WHAT YOU WILL DO =>
Starting at the line that contains "Pest-scouting request: point out the cumulus", write out every line through the last one in the records below, word for word. Leave out any pictures.

* start *

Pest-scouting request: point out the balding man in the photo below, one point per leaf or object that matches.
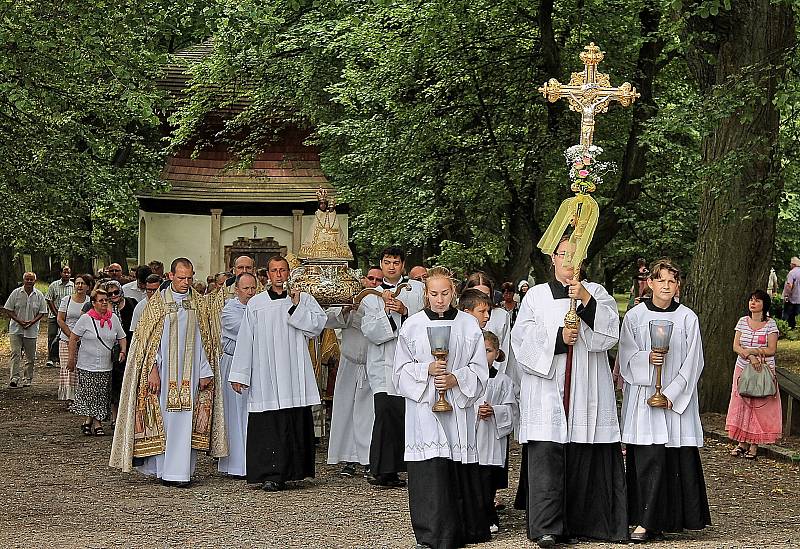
(25, 307)
(418, 273)
(115, 271)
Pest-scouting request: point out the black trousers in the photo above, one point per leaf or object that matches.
(666, 488)
(387, 447)
(447, 503)
(576, 490)
(280, 445)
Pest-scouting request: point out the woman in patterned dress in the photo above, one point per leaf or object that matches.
(754, 421)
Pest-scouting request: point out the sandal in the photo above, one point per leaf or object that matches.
(738, 452)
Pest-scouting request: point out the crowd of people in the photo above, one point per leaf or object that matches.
(225, 369)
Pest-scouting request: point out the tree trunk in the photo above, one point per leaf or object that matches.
(736, 228)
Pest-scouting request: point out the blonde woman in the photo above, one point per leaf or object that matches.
(446, 498)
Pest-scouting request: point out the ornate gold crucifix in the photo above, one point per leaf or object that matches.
(589, 92)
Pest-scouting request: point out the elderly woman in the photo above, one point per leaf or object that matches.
(69, 311)
(754, 421)
(97, 331)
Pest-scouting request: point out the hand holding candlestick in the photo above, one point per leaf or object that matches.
(439, 338)
(660, 334)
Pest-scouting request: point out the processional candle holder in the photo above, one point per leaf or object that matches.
(660, 334)
(439, 338)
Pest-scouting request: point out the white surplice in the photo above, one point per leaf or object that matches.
(492, 433)
(381, 328)
(499, 324)
(178, 461)
(235, 404)
(683, 364)
(272, 355)
(353, 405)
(593, 410)
(431, 434)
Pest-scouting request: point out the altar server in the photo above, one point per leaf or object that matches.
(666, 487)
(576, 480)
(444, 484)
(497, 411)
(383, 317)
(235, 463)
(272, 360)
(353, 407)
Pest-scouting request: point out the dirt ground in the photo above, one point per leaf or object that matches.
(57, 491)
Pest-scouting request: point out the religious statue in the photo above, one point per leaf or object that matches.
(326, 240)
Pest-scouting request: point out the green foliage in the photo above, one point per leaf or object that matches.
(78, 117)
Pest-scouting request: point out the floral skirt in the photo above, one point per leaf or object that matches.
(93, 395)
(753, 420)
(67, 381)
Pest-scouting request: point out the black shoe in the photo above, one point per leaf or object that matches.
(387, 481)
(272, 486)
(546, 541)
(175, 483)
(349, 470)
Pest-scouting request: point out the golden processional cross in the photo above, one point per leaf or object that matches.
(589, 93)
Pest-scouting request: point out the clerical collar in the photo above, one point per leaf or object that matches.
(449, 314)
(275, 295)
(386, 285)
(655, 308)
(558, 290)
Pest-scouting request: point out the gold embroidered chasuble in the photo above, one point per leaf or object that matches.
(139, 430)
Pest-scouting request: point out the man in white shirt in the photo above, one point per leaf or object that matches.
(57, 290)
(25, 307)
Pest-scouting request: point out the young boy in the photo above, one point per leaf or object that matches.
(477, 304)
(666, 488)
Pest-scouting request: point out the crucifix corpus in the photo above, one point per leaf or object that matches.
(589, 93)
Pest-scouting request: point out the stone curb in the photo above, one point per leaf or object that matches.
(772, 451)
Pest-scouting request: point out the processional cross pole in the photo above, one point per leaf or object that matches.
(589, 93)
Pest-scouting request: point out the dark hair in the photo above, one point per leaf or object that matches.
(393, 251)
(87, 279)
(494, 340)
(661, 264)
(471, 298)
(142, 272)
(275, 258)
(180, 261)
(762, 296)
(479, 278)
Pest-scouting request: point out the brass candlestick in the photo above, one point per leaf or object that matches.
(439, 338)
(660, 334)
(441, 405)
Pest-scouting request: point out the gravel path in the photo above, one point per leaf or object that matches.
(57, 491)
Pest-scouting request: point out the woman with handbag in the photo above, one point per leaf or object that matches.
(95, 333)
(754, 413)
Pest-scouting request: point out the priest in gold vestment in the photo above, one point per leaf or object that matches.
(171, 404)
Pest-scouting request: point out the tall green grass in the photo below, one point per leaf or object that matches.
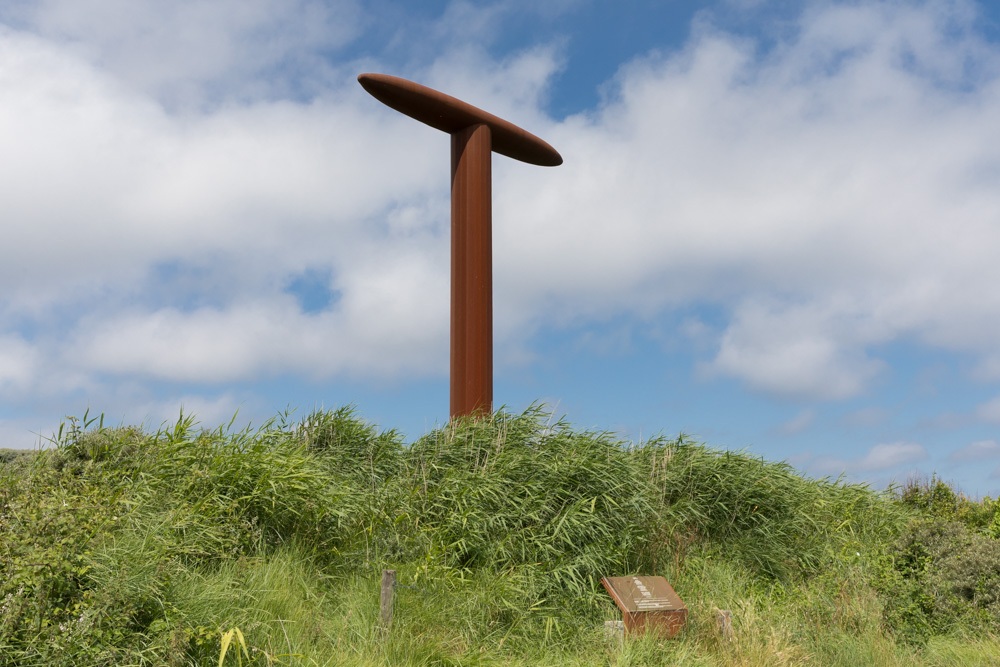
(123, 547)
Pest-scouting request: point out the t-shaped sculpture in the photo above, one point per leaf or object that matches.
(475, 134)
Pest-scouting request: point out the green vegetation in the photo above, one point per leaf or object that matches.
(266, 546)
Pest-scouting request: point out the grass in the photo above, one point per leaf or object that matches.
(121, 547)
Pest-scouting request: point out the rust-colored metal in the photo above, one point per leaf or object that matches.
(471, 272)
(648, 604)
(475, 135)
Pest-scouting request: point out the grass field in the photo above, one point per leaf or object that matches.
(194, 546)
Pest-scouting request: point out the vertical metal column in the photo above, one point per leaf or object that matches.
(475, 134)
(471, 272)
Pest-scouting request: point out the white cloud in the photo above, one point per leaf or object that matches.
(879, 458)
(980, 450)
(831, 195)
(185, 51)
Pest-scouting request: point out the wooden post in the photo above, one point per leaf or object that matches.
(726, 624)
(388, 583)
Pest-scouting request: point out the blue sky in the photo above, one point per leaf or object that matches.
(776, 227)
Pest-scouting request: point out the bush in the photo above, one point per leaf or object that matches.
(943, 576)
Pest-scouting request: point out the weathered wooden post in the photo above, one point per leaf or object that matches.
(385, 601)
(475, 135)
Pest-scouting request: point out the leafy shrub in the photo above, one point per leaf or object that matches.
(935, 498)
(943, 576)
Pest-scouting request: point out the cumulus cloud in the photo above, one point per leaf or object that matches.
(879, 458)
(188, 52)
(981, 450)
(833, 193)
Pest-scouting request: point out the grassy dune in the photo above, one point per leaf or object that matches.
(122, 547)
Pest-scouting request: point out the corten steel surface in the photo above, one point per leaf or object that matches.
(475, 134)
(648, 604)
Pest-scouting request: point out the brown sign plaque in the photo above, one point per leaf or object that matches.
(648, 604)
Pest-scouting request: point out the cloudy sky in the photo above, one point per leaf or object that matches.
(777, 226)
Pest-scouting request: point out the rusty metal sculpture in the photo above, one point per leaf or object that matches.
(475, 134)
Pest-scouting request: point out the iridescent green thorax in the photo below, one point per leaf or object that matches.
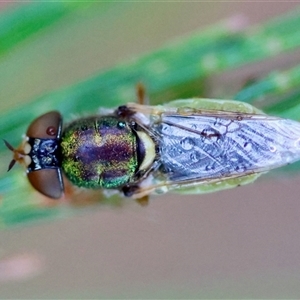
(99, 152)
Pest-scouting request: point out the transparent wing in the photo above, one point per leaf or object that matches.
(211, 149)
(198, 147)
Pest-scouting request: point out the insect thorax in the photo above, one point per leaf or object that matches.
(102, 152)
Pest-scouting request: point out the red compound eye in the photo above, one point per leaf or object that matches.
(51, 130)
(47, 126)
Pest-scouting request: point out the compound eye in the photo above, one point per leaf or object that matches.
(48, 182)
(47, 126)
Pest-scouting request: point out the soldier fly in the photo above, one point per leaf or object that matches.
(186, 146)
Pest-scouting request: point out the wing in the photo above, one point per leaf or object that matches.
(200, 147)
(207, 147)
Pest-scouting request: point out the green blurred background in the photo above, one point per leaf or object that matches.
(236, 244)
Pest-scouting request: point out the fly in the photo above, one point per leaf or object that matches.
(186, 146)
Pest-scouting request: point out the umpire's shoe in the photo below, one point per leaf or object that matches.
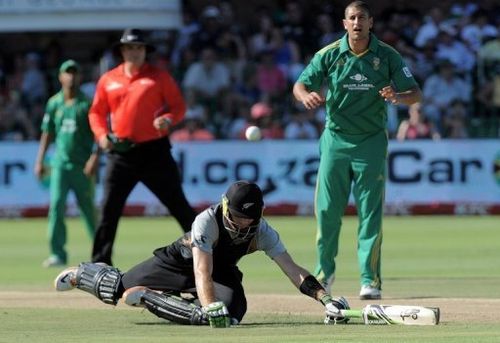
(66, 280)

* end *

WRITTEN ANSWER =>
Pest-scouting request: point out the cumulus cloud in the photo above, one point per leaf or object that matches.
(879, 458)
(188, 52)
(981, 450)
(833, 193)
Pest-scouting request: point out the grassy dune in the photo above, one point per leaf or object that matches.
(122, 547)
Pest-scouting request: point out the corten steel surface in the photo above, one point per leaf or object that matches.
(475, 134)
(648, 604)
Pest-scouting request: point out the brown sign plaque in the photo above, one point per leaf or object that matches.
(648, 604)
Pest-scouting request: point out the cloudy sky in the photo above, one point per leaf or object that matches.
(777, 226)
Pest-scouting request: point out the rusty metal sculpture in the photo above, one point per leaf or object that matches.
(475, 134)
Pest-scouting request: point out the iridescent green thorax in the photo below, one point per leaf or object that matches.
(99, 152)
Pest-scouting request: point out the transparent wing in the photo above, one point per leaf or object that matches.
(211, 149)
(198, 147)
Pest-scouting request: point out the insect thorax in the photo above, one point per leaf or object that matches.
(102, 152)
Pest-scouting request: point out the red compound eye in the photo above, one point per leaf or object that matches.
(51, 130)
(47, 126)
Pest-scouting request: point out the compound eye in the photo above, one point per leaf or object that matches.
(48, 182)
(47, 126)
Pest-scouting request: point out the soldier fly in the photo above, one point per leaf or object that matches.
(186, 146)
Pest-scouting request: point out the wing in the photo above, one point per leaf or object that matches.
(200, 147)
(207, 147)
Pest-scouting request: point out the green blurred background in the photo above, one point per leaf or object that matches.
(236, 244)
Pest-scouting request: point out the fly in the photo above, one point per leaf or object that matches.
(186, 146)
Pest-scouting request: point out the umpire's shoe in the photo below, one point per leaf or object that matches.
(66, 280)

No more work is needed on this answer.